[Dataset excerpt]
====

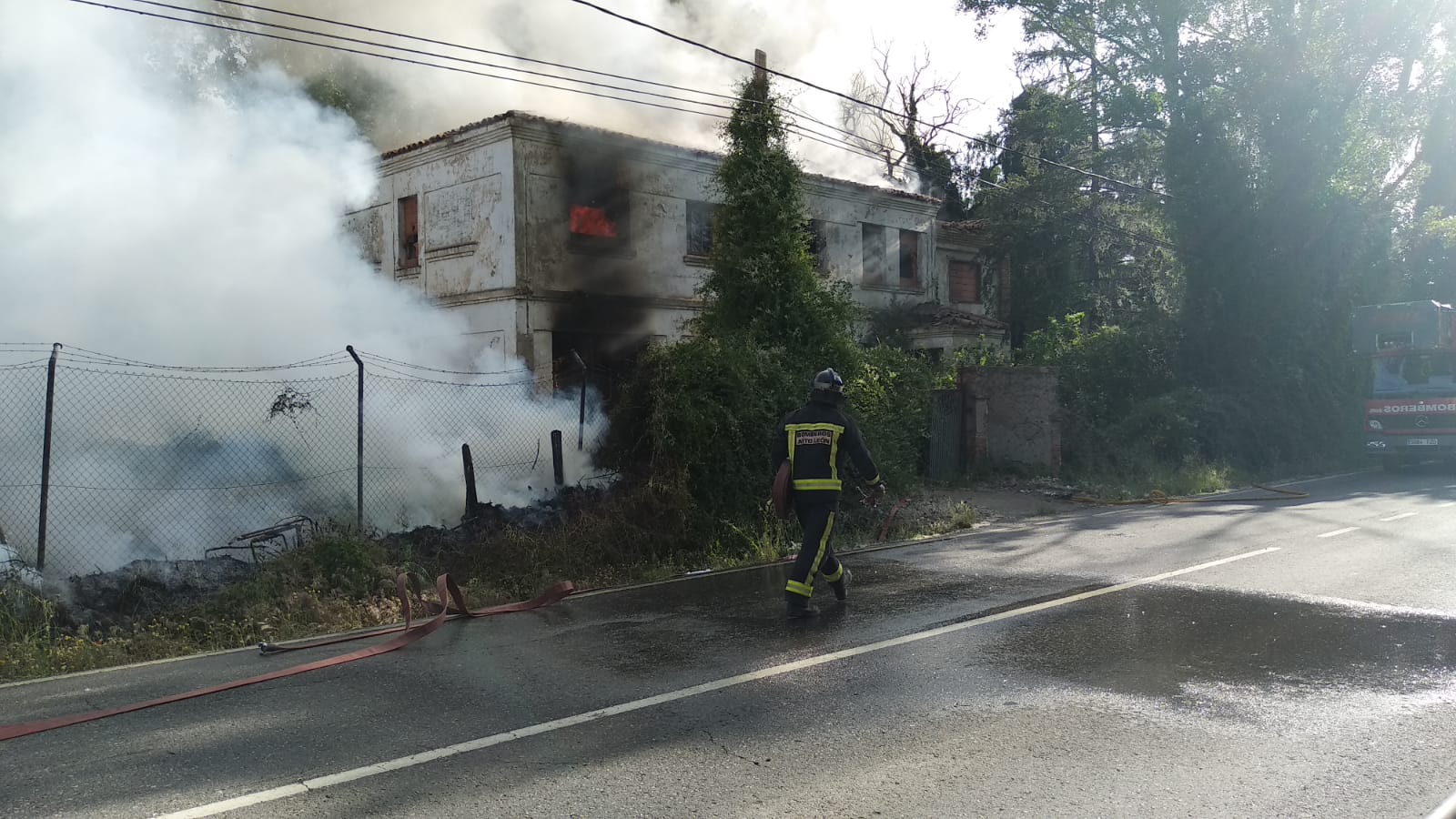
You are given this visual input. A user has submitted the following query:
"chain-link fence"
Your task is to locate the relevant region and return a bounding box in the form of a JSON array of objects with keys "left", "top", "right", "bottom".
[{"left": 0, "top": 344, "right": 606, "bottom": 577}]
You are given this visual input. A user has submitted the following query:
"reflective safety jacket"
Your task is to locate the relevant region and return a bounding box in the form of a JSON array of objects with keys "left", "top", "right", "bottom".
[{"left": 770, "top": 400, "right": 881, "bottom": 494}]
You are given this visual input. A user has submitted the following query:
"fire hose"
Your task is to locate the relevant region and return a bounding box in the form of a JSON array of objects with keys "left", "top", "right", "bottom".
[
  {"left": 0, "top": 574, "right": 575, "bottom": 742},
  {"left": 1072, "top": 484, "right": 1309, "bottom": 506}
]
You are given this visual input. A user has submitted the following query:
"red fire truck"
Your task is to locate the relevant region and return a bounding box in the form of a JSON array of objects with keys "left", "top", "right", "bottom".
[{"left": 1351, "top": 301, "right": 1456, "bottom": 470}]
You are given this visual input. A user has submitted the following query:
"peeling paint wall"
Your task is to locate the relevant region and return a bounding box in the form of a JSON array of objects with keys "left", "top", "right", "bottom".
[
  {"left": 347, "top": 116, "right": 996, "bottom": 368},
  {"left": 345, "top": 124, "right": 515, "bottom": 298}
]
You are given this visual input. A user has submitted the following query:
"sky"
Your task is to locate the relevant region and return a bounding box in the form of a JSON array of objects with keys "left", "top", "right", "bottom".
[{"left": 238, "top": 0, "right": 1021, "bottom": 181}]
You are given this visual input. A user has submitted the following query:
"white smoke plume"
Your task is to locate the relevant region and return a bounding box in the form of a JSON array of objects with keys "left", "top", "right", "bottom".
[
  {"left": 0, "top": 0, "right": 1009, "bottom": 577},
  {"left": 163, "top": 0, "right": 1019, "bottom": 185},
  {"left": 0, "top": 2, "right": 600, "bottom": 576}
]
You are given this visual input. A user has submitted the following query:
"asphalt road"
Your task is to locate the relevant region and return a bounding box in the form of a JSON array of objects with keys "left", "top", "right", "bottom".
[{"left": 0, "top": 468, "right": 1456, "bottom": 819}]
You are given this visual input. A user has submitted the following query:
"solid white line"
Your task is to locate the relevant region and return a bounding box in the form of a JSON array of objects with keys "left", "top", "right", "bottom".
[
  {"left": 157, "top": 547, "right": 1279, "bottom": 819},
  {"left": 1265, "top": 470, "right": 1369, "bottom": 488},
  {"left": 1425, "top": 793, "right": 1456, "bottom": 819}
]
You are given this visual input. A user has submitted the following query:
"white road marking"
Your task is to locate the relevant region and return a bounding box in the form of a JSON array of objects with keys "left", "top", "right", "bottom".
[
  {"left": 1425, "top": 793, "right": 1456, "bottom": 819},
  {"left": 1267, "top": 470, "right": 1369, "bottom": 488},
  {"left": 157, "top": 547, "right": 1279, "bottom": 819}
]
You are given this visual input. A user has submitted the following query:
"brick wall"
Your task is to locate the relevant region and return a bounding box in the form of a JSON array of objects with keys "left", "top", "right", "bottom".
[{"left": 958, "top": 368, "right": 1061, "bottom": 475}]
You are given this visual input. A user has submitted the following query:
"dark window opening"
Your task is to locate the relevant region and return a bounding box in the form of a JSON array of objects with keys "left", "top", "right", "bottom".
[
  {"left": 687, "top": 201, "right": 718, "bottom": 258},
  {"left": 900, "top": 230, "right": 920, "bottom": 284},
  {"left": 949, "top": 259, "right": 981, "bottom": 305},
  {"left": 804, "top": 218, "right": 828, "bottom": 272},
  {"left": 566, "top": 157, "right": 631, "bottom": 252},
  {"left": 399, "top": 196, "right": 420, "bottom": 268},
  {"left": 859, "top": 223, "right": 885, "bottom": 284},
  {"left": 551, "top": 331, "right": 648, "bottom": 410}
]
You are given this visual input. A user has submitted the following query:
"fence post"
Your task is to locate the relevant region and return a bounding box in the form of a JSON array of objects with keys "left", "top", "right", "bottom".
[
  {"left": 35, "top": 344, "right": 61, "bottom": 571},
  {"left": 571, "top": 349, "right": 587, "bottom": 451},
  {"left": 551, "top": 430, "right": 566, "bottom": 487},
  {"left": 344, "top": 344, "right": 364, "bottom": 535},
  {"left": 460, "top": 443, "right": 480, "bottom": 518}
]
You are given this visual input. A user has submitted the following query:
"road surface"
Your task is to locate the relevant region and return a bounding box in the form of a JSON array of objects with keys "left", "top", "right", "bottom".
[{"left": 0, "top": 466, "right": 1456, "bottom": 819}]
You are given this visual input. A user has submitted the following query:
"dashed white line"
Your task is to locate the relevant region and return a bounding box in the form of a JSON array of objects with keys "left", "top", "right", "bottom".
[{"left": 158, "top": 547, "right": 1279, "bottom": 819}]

====

**Your goal**
How many lines of the material above contain the string "road", with case counting? Reply with the number alone.

**Answer to the exercise**
3